### Passage ###

The last time the Grammys were held in New York City was in 2003. Since then, the ceremony has taken place at the Staples Center in Los Angeles.

“We are very proud to be the capital of music in the world, and it’s so wonderful to have this occasion, the beginning of a week that really recognizes what the music scene in New York City means all over and how much we contribute,” de Blasio told reporters outside of the townhouse.

He rattled off a list of contributions the city has made to the music industry, including the birth of salsa music in East Harlem, punk rock in the East Village and hip hop in the Bronx.

The mayor also noted the city is where singer-songwriter Carole King, jazz musician Sonny Rollins and rapper and businessman Jay-Z became legends and pointed to the late rock guitarist Jimi Hendrix’s Electric Lady Studios in Greenwich Village.

The city’s music scene, he maintained, is “getting the recognition it so richly deserves.”

“We are so happy to have the Grammys where in our humble opinion they belong in this place where so much has been contributed, and that’s why we fought so hard and worked so hard to bring it back,” de Blasio continued. “And I have to tell you like everything in life, it took a lot of negotiation. We worked closely with the Academy… to try to make sure we could get it right.”

### Data entries ###

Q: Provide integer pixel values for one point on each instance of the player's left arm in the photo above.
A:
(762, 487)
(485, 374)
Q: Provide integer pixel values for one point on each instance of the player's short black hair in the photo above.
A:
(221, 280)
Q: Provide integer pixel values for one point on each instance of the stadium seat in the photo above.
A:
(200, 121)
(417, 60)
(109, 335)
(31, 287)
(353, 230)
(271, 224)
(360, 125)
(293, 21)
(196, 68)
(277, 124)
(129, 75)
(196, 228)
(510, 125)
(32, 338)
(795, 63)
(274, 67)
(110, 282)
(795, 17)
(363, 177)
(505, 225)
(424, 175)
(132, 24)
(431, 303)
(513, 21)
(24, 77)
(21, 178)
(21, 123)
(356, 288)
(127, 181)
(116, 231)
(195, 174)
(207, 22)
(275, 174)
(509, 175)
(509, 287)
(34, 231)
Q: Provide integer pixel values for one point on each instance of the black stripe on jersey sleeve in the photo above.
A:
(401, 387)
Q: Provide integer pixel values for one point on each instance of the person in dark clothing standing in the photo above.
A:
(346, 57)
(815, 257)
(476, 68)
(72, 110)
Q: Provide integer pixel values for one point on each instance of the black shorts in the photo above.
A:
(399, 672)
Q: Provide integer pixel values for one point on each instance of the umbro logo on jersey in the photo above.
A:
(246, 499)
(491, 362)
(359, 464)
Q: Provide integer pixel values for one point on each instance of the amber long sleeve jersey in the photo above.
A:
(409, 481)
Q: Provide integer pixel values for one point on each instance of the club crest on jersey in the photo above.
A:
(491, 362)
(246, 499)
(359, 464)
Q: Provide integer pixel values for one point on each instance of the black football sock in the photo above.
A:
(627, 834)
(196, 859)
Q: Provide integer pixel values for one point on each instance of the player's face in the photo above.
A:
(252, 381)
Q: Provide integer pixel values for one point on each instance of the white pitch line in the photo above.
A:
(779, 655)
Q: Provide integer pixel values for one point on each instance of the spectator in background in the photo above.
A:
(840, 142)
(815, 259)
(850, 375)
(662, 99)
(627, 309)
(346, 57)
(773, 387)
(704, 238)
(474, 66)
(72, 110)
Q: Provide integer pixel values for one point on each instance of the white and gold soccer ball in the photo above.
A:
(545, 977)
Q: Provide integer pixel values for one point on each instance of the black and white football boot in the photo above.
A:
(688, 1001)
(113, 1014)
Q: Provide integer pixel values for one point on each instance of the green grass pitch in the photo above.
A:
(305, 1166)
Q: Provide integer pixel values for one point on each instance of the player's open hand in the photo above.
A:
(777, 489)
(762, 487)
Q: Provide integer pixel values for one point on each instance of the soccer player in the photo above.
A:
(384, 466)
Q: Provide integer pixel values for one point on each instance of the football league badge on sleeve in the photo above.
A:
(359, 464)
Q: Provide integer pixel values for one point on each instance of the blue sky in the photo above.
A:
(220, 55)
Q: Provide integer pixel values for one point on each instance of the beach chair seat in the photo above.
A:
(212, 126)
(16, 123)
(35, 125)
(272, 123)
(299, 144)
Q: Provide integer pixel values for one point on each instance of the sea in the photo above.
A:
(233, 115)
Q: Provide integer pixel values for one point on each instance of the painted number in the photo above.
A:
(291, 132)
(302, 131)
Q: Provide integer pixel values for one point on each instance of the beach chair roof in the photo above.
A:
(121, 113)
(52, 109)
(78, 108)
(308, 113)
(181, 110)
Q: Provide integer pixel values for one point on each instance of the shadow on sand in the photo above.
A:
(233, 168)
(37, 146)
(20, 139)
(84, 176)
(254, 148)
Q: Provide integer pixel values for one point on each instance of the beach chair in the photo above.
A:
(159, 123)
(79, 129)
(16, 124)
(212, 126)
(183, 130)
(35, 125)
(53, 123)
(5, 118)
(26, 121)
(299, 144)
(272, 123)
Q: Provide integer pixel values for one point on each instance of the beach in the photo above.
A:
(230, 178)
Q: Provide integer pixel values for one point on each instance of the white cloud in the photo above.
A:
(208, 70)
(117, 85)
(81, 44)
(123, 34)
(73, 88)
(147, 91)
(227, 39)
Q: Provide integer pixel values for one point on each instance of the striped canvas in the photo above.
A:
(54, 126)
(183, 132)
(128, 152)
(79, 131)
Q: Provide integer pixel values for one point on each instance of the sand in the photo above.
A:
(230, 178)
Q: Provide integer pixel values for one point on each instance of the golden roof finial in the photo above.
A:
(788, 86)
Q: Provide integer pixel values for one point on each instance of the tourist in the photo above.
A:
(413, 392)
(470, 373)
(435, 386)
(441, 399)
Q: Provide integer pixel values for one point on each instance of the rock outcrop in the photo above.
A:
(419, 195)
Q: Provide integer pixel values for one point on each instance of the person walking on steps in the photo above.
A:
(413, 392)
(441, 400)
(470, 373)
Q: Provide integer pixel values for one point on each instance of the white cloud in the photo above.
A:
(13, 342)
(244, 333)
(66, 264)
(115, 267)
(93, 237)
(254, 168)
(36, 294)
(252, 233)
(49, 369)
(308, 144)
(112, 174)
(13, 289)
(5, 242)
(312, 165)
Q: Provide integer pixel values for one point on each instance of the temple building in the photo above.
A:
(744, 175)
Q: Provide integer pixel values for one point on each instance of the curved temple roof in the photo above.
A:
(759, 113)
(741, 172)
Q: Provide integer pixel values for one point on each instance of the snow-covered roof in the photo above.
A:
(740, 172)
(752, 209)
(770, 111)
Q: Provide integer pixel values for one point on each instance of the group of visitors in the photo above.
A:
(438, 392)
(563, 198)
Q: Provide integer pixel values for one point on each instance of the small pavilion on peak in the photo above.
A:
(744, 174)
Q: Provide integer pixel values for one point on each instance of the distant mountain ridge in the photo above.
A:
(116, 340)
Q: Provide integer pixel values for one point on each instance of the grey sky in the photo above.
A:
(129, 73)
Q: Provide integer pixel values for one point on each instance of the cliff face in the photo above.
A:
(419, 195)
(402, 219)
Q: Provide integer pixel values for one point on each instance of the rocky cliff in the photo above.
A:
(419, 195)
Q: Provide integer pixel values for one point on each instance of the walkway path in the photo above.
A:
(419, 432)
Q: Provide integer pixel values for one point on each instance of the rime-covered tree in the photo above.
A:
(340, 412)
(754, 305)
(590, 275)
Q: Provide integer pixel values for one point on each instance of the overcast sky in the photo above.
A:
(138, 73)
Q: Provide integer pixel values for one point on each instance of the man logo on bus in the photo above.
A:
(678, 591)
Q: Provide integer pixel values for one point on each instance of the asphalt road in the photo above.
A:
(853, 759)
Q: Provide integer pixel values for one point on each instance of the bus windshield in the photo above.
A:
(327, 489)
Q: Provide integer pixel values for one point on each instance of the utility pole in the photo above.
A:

###

Challenges:
1) Retype the Grammys passage word for word, from "He rattled off" up to and including "in the Bronx.".
2) Locate each line in the records that contains the word "roof", matching case, and copy those lines.

Response list:
1)
He rattled off a list of contributions the city has made to the music industry, including the birth of salsa music in East Harlem, punk rock in the East Village and hip hop in the Bronx.

2)
Q: Provide integer pixel values for one point on each instance of the beach chair roof in the photo above.
Q: Provide integer pixel values for one point on each instance of the golden roof finial in the photo above.
Q: Provide integer pixel values for one point on each instance of the curved temple roof in the photo above.
Q: Provide integer pixel values for one point on each instance of the snow-covered roof in the photo above.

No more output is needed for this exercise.